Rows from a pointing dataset
+++++
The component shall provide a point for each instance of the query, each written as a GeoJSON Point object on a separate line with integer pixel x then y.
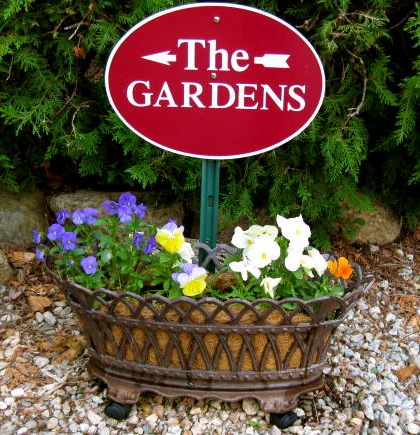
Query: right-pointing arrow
{"type": "Point", "coordinates": [272, 60]}
{"type": "Point", "coordinates": [162, 57]}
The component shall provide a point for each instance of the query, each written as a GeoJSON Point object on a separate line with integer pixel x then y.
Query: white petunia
{"type": "Point", "coordinates": [186, 252]}
{"type": "Point", "coordinates": [320, 264]}
{"type": "Point", "coordinates": [269, 284]}
{"type": "Point", "coordinates": [256, 231]}
{"type": "Point", "coordinates": [295, 230]}
{"type": "Point", "coordinates": [263, 252]}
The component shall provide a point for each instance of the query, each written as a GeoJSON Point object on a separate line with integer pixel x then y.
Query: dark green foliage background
{"type": "Point", "coordinates": [363, 145]}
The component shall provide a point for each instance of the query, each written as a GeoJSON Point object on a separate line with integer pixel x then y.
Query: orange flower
{"type": "Point", "coordinates": [342, 269]}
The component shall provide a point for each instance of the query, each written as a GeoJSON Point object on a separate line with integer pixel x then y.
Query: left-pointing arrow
{"type": "Point", "coordinates": [163, 57]}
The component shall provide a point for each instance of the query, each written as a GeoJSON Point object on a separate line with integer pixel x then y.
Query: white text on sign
{"type": "Point", "coordinates": [216, 95]}
{"type": "Point", "coordinates": [238, 60]}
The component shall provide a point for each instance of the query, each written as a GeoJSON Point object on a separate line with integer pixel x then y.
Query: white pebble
{"type": "Point", "coordinates": [84, 427]}
{"type": "Point", "coordinates": [390, 317]}
{"type": "Point", "coordinates": [50, 318]}
{"type": "Point", "coordinates": [41, 361]}
{"type": "Point", "coordinates": [93, 417]}
{"type": "Point", "coordinates": [413, 428]}
{"type": "Point", "coordinates": [52, 423]}
{"type": "Point", "coordinates": [18, 392]}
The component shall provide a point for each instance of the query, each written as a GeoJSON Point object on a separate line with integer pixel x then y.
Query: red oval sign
{"type": "Point", "coordinates": [215, 80]}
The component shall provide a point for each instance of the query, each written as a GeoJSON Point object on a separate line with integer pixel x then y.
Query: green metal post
{"type": "Point", "coordinates": [209, 204]}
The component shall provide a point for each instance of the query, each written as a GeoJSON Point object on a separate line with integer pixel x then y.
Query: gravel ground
{"type": "Point", "coordinates": [372, 381]}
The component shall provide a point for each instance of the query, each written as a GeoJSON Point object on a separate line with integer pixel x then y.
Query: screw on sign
{"type": "Point", "coordinates": [215, 80]}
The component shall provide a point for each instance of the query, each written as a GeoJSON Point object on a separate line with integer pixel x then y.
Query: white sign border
{"type": "Point", "coordinates": [198, 5]}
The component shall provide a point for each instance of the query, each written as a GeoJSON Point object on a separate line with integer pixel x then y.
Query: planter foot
{"type": "Point", "coordinates": [283, 420]}
{"type": "Point", "coordinates": [117, 411]}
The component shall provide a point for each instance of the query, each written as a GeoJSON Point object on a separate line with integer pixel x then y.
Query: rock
{"type": "Point", "coordinates": [20, 213]}
{"type": "Point", "coordinates": [6, 272]}
{"type": "Point", "coordinates": [50, 318]}
{"type": "Point", "coordinates": [157, 212]}
{"type": "Point", "coordinates": [18, 392]}
{"type": "Point", "coordinates": [413, 428]}
{"type": "Point", "coordinates": [93, 417]}
{"type": "Point", "coordinates": [379, 225]}
{"type": "Point", "coordinates": [250, 406]}
{"type": "Point", "coordinates": [41, 361]}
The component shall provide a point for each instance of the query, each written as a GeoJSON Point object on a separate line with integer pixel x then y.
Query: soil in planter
{"type": "Point", "coordinates": [224, 352]}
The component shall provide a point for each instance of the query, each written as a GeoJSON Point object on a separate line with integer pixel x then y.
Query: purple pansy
{"type": "Point", "coordinates": [127, 199]}
{"type": "Point", "coordinates": [36, 236]}
{"type": "Point", "coordinates": [62, 215]}
{"type": "Point", "coordinates": [68, 240]}
{"type": "Point", "coordinates": [89, 264]}
{"type": "Point", "coordinates": [138, 239]}
{"type": "Point", "coordinates": [91, 215]}
{"type": "Point", "coordinates": [140, 211]}
{"type": "Point", "coordinates": [78, 217]}
{"type": "Point", "coordinates": [124, 214]}
{"type": "Point", "coordinates": [39, 253]}
{"type": "Point", "coordinates": [55, 231]}
{"type": "Point", "coordinates": [150, 245]}
{"type": "Point", "coordinates": [111, 207]}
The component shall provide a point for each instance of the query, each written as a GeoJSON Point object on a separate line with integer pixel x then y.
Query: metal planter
{"type": "Point", "coordinates": [207, 348]}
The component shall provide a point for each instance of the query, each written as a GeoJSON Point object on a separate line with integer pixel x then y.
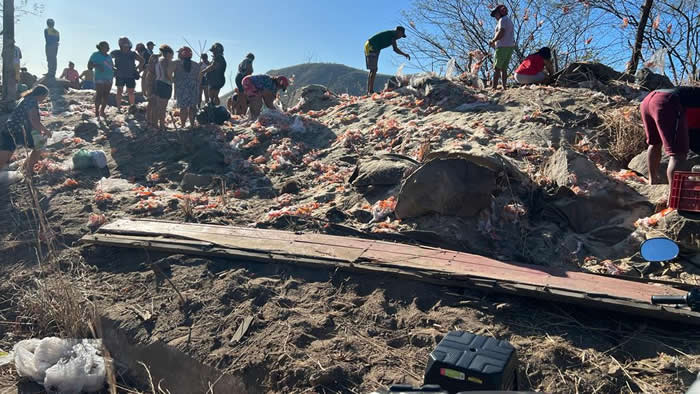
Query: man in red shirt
{"type": "Point", "coordinates": [668, 115]}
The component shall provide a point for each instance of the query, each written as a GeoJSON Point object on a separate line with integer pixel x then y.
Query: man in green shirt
{"type": "Point", "coordinates": [374, 45]}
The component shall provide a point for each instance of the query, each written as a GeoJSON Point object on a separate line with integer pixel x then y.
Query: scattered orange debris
{"type": "Point", "coordinates": [70, 183]}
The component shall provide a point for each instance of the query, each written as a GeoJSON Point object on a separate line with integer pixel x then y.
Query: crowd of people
{"type": "Point", "coordinates": [671, 118]}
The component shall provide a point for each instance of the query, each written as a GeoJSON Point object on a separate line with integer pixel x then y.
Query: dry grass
{"type": "Point", "coordinates": [623, 127]}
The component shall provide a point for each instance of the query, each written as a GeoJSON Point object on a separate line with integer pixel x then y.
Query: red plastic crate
{"type": "Point", "coordinates": [685, 191]}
+++++
■ Short task: Transcribe the preceding listing in its entirety and with exact wording, leaving out pictures.

■ Result:
The component shall provide a point for each instance of the query, each written as a GeoJSON Point object on a separate line with integer pixel x then y.
Query: right-pointing arrow
{"type": "Point", "coordinates": [272, 60]}
{"type": "Point", "coordinates": [162, 57]}
The component shall provide a point for each instance of the query, each written as a GeoJSON Point object on a separate line with integer pixel x then y.
Query: white petunia
{"type": "Point", "coordinates": [186, 252]}
{"type": "Point", "coordinates": [320, 264]}
{"type": "Point", "coordinates": [269, 284]}
{"type": "Point", "coordinates": [256, 231]}
{"type": "Point", "coordinates": [295, 230]}
{"type": "Point", "coordinates": [263, 252]}
The component shall provide a point for each instance of the query, each written as a GeoJSON Point object on a separate line with integer pixel x then y.
Query: dark green foliage background
{"type": "Point", "coordinates": [363, 145]}
The component shall provide a point for each instance of the query, each written as a GeoJSON Point object on a separate line with integer pixel x then y.
Query: orange flower
{"type": "Point", "coordinates": [342, 269]}
The component shall provide a point for each instance of the query, each written as a GeoJSON Point object on a separate line with integer pixel x then y.
Query: left-pointing arrow
{"type": "Point", "coordinates": [163, 57]}
The component shall provide a point for each instance of the query, each written as a GeoJSON Point object on a separate line with integer pixel x then y.
Query: white text on sign
{"type": "Point", "coordinates": [216, 95]}
{"type": "Point", "coordinates": [238, 60]}
The component shall provide a point for each instance of the query, each written as a GeoJSON Point object on a separate line with integer pixel x then y.
Query: white pebble
{"type": "Point", "coordinates": [84, 427]}
{"type": "Point", "coordinates": [390, 317]}
{"type": "Point", "coordinates": [50, 318]}
{"type": "Point", "coordinates": [41, 361]}
{"type": "Point", "coordinates": [93, 417]}
{"type": "Point", "coordinates": [413, 428]}
{"type": "Point", "coordinates": [52, 423]}
{"type": "Point", "coordinates": [18, 392]}
The component shall provide a point for each instance of the query, each written as a GeoJSON Point object on a separate line with integer pixel x then y.
Query: red oval sign
{"type": "Point", "coordinates": [215, 80]}
The component shall provide a point for each instance of the query, each written as a GeoJSON Point object on a separate line with integer pixel x then y.
Query: green metal post
{"type": "Point", "coordinates": [209, 204]}
The component shall provide a point for each instance of the query, each written as a GeoJSON Point object on a separate line with integer pixel x then y.
Query: gravel ground
{"type": "Point", "coordinates": [372, 381]}
The component shall provide a point for each instance of the query, each written as a GeoJSON Point object on a separate line with integer pixel x then y.
Query: screw on sign
{"type": "Point", "coordinates": [215, 80]}
The component shall provide a point for each instance of the query, each written as a GeoJSON Point object on a separate line with integer pixel x then y.
Query: white sign border
{"type": "Point", "coordinates": [198, 5]}
The component shall provide a point for each instance of the query, each written as a GeoJSON Point object on a separate line with integer pixel x then y.
Query: planter foot
{"type": "Point", "coordinates": [283, 420]}
{"type": "Point", "coordinates": [117, 411]}
The component shall provide a point for each instance of the query, each written as a GeoJSON Point object on a separate line with integer pixel x then y.
Query: rock
{"type": "Point", "coordinates": [20, 213]}
{"type": "Point", "coordinates": [6, 272]}
{"type": "Point", "coordinates": [50, 318]}
{"type": "Point", "coordinates": [157, 212]}
{"type": "Point", "coordinates": [18, 392]}
{"type": "Point", "coordinates": [413, 428]}
{"type": "Point", "coordinates": [93, 417]}
{"type": "Point", "coordinates": [379, 225]}
{"type": "Point", "coordinates": [250, 406]}
{"type": "Point", "coordinates": [41, 361]}
The component shall provide a point for each instance of the query, each written as a GeoJSON Point object on a separate line with integer pixel x then y.
Query: soil in planter
{"type": "Point", "coordinates": [224, 352]}
The component shall provide a point for each instance of the query, each written as a GeoJSON Point object on a separate line with integer pixel x then y.
Query: purple pansy
{"type": "Point", "coordinates": [127, 199]}
{"type": "Point", "coordinates": [36, 236]}
{"type": "Point", "coordinates": [62, 215]}
{"type": "Point", "coordinates": [68, 240]}
{"type": "Point", "coordinates": [89, 264]}
{"type": "Point", "coordinates": [138, 239]}
{"type": "Point", "coordinates": [91, 215]}
{"type": "Point", "coordinates": [140, 211]}
{"type": "Point", "coordinates": [78, 217]}
{"type": "Point", "coordinates": [124, 214]}
{"type": "Point", "coordinates": [39, 253]}
{"type": "Point", "coordinates": [55, 231]}
{"type": "Point", "coordinates": [150, 245]}
{"type": "Point", "coordinates": [111, 207]}
The component shall provide a point for each instance of the query, each written as a GeoJSON Point object on a separate line with integer pixel x then y.
Query: metal planter
{"type": "Point", "coordinates": [207, 348]}
The component shall provide a point for each instance of the query, each written as a GeoJSON Point object on a separate line with integer pixel x then y.
Query: man in red shirt
{"type": "Point", "coordinates": [668, 115]}
The component shall provide a point for each instance of the query, each written as a GeoJSON Point object on a separate line with integer pixel x then y.
Query: man in green shirt
{"type": "Point", "coordinates": [374, 45]}
The component shall provide a point for each instance of the query, each written as a GeoJSON Point object on a separate line with integer pixel x then y.
Query: scattered orange debris
{"type": "Point", "coordinates": [70, 183]}
The component shall provide a point for each instance of the query, each written as a GeoJSON Point object on a separate line with integer pixel x then y.
Query: crowd of people
{"type": "Point", "coordinates": [671, 118]}
The component shall provide a point for each instance of the query, each written as a GeoJSON Point object on a separate line with integer pixel x then y.
Query: dry grass
{"type": "Point", "coordinates": [623, 127]}
The component shall provide a point for each instance of the query, each written as a GeoJSON Point object on a separate line with integer pixel x then y.
Query: red plastic crate
{"type": "Point", "coordinates": [685, 191]}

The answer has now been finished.